TASK GOAL: Repeat nothing but the lines below running from the one containing "[mask] diving fin -> every instance" to the one containing "[mask] small fish -> every instance". Keep both end lines.
** INPUT follows **
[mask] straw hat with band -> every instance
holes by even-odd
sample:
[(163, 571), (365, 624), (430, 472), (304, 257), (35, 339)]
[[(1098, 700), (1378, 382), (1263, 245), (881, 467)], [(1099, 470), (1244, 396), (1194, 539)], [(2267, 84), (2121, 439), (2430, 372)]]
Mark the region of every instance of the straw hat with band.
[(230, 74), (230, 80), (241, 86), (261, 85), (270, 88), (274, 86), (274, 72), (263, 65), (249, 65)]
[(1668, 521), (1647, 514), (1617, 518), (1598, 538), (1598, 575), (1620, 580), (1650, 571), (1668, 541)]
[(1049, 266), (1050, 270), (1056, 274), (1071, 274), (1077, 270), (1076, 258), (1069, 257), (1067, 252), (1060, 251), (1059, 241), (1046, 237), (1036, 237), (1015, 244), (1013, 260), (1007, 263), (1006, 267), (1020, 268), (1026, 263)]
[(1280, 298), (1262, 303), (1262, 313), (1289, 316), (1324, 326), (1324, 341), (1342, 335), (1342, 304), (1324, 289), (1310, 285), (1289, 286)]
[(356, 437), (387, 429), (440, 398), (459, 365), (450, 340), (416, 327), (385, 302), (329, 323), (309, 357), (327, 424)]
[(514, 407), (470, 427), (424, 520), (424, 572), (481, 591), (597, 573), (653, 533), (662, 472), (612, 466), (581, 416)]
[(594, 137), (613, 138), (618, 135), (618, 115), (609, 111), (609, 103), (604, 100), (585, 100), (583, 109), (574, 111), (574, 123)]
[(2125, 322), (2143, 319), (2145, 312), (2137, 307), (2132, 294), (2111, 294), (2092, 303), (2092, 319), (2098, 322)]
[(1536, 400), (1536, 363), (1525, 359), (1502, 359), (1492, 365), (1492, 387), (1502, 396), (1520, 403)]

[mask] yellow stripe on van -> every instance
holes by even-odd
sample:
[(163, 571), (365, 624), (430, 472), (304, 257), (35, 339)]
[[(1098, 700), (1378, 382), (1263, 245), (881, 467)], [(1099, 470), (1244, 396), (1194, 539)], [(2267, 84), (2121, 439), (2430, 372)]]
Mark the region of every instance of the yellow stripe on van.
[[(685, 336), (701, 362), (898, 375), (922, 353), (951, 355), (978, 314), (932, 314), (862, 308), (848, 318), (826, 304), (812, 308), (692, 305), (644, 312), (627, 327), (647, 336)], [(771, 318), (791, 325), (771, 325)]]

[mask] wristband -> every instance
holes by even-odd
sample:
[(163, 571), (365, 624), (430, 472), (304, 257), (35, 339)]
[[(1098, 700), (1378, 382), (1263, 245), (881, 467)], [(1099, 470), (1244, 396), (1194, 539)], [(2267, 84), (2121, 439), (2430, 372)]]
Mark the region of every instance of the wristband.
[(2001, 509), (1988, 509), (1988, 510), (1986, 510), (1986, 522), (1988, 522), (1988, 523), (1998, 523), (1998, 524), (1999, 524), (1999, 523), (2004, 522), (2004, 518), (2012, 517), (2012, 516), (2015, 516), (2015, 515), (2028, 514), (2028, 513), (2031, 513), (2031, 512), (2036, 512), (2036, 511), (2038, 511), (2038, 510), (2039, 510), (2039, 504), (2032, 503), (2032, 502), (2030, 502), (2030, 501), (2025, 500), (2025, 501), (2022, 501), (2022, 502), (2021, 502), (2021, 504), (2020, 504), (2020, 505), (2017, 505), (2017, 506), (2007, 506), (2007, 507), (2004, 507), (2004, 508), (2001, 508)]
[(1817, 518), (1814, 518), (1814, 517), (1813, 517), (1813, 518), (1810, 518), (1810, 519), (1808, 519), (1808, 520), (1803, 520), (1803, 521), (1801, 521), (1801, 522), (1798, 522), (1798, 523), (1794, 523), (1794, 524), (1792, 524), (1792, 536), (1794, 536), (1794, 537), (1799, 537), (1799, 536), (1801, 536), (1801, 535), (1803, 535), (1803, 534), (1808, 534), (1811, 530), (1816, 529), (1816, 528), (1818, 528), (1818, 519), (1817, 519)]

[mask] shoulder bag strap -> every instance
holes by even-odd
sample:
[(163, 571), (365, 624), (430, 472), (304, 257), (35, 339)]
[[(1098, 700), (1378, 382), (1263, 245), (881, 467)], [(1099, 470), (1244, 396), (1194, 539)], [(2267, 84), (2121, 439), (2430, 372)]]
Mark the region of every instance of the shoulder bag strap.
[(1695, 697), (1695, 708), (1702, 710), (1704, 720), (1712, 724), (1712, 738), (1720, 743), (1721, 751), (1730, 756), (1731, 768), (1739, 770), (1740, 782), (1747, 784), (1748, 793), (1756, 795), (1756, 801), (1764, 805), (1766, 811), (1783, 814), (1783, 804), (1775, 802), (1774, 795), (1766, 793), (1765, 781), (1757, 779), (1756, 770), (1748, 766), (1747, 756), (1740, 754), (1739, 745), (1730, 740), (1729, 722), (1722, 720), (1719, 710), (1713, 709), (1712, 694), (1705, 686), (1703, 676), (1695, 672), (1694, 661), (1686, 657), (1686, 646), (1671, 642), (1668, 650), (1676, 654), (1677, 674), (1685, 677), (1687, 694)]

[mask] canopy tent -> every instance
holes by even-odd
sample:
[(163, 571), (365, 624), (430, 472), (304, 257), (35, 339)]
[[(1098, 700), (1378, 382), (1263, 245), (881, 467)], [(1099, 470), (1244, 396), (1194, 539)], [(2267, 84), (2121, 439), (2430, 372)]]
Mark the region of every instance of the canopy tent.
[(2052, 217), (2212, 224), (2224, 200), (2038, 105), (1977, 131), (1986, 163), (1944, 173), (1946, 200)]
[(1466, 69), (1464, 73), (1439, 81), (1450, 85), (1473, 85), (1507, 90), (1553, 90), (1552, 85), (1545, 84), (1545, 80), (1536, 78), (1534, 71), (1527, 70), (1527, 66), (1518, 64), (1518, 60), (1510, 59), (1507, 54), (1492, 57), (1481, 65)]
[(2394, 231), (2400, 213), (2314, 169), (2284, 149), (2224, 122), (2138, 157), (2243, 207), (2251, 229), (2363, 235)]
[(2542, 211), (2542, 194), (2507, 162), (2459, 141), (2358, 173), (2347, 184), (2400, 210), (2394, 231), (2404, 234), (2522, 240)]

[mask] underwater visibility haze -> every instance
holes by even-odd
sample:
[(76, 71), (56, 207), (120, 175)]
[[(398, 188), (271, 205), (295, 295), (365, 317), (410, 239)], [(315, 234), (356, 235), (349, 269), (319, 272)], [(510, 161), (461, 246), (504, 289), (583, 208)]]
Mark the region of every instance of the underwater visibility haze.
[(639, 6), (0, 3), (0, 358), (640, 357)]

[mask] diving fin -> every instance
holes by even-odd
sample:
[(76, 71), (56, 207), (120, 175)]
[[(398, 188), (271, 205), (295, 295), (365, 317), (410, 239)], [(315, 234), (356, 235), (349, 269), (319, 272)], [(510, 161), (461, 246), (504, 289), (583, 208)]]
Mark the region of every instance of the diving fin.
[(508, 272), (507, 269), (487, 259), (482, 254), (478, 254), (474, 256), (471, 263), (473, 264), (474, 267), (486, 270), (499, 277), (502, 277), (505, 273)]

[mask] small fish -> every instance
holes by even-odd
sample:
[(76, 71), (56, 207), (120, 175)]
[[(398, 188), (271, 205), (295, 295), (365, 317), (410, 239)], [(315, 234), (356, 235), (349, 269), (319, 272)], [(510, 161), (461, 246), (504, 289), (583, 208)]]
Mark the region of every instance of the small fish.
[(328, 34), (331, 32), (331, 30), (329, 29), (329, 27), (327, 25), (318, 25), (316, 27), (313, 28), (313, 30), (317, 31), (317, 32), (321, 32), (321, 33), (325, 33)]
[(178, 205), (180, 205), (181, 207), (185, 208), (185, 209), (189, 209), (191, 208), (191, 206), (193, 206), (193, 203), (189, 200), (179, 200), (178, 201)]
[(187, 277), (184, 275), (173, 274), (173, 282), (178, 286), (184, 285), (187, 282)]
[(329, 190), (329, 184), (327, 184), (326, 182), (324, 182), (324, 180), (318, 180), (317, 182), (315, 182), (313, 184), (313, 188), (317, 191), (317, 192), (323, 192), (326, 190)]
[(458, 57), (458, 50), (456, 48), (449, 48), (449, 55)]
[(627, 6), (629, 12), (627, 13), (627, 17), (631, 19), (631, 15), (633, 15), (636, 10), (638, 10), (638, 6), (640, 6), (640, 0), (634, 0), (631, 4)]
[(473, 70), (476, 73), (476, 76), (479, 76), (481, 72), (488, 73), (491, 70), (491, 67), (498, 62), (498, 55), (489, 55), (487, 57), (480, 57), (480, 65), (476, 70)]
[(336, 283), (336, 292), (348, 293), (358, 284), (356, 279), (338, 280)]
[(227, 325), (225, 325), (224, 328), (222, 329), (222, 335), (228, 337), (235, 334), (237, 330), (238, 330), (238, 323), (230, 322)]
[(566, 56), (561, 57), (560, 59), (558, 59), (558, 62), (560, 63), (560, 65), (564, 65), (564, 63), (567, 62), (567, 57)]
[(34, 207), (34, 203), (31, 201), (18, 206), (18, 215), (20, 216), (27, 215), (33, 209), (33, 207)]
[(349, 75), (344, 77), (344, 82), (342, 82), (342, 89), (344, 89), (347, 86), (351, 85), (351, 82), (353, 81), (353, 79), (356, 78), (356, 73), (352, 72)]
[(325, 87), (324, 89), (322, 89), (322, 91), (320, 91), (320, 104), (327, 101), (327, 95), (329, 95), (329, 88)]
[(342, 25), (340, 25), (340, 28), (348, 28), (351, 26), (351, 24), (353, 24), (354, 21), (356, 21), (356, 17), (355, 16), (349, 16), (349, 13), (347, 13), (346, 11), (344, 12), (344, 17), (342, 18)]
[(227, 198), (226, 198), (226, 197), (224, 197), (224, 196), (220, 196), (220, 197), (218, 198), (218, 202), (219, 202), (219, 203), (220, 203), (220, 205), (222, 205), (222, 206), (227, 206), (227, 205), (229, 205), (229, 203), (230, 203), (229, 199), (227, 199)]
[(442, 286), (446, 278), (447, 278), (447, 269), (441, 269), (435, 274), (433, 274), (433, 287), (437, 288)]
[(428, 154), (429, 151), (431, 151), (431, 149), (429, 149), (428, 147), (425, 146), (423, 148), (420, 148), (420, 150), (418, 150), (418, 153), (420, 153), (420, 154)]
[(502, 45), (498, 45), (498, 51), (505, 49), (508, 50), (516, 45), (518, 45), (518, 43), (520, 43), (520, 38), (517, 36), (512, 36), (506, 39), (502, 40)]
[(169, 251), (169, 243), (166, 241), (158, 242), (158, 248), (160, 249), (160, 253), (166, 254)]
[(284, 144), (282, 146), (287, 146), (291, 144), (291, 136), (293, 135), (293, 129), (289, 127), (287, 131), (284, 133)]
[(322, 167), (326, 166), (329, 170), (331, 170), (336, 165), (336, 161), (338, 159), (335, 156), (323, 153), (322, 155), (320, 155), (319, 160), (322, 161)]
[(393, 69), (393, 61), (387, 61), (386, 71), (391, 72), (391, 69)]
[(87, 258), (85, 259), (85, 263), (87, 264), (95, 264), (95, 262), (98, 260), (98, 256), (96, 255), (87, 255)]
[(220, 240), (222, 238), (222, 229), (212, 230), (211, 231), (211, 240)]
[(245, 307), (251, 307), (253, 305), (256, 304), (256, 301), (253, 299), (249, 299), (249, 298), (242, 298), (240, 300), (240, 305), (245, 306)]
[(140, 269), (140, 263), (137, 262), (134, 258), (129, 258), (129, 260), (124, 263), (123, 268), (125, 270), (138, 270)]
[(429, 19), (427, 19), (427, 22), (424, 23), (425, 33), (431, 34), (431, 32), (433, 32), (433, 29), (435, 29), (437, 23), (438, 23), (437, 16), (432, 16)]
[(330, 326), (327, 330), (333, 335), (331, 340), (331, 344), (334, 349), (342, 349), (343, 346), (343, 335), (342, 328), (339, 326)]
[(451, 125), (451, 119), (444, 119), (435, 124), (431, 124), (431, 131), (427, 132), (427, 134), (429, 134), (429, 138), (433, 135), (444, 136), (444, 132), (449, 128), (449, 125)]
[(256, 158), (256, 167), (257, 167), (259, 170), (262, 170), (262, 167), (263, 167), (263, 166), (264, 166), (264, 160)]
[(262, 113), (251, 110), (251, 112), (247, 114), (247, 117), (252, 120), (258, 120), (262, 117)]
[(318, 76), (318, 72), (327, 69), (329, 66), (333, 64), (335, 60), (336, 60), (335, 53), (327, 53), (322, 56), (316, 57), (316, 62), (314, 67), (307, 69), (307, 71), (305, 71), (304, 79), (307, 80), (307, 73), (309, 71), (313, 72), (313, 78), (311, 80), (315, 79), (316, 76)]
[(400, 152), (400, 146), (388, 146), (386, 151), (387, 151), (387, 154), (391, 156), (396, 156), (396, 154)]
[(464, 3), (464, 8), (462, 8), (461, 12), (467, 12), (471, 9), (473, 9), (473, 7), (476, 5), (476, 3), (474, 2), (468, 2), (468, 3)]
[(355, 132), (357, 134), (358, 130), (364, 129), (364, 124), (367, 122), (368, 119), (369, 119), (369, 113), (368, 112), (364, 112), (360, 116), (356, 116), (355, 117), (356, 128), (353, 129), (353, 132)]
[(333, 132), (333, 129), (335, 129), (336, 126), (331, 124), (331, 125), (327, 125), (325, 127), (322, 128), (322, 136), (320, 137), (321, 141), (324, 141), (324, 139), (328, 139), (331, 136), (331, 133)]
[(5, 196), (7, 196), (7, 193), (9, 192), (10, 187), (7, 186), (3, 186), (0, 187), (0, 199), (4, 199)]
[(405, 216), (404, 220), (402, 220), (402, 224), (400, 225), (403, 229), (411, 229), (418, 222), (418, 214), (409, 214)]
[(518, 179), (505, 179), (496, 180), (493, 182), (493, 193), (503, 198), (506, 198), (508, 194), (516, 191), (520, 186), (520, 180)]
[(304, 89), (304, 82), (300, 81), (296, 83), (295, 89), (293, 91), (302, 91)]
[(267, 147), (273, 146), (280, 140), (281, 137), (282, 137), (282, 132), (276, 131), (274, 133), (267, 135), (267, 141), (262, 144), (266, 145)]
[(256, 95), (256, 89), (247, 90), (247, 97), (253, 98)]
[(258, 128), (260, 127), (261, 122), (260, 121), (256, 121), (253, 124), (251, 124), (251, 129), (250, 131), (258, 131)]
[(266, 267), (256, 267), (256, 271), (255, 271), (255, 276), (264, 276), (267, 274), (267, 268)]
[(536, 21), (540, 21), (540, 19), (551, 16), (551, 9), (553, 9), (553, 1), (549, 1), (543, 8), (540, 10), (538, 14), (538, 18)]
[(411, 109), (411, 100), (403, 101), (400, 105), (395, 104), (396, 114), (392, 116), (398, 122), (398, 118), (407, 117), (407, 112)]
** End of INPUT **
RESPONSE BOX:
[mask] diving fin -> every instance
holes by even-odd
sample:
[(76, 71), (56, 207), (120, 175)]
[[(398, 188), (271, 205), (295, 295), (365, 317), (410, 239)], [(315, 234), (356, 235), (349, 269), (319, 272)], [(510, 161), (461, 246), (504, 289), (583, 208)]]
Mark the region of every instance of the diving fin.
[(508, 272), (507, 269), (487, 259), (482, 254), (478, 254), (474, 256), (471, 263), (473, 264), (474, 267), (486, 270), (499, 277), (502, 277), (505, 273)]

[mask] small fish -> every instance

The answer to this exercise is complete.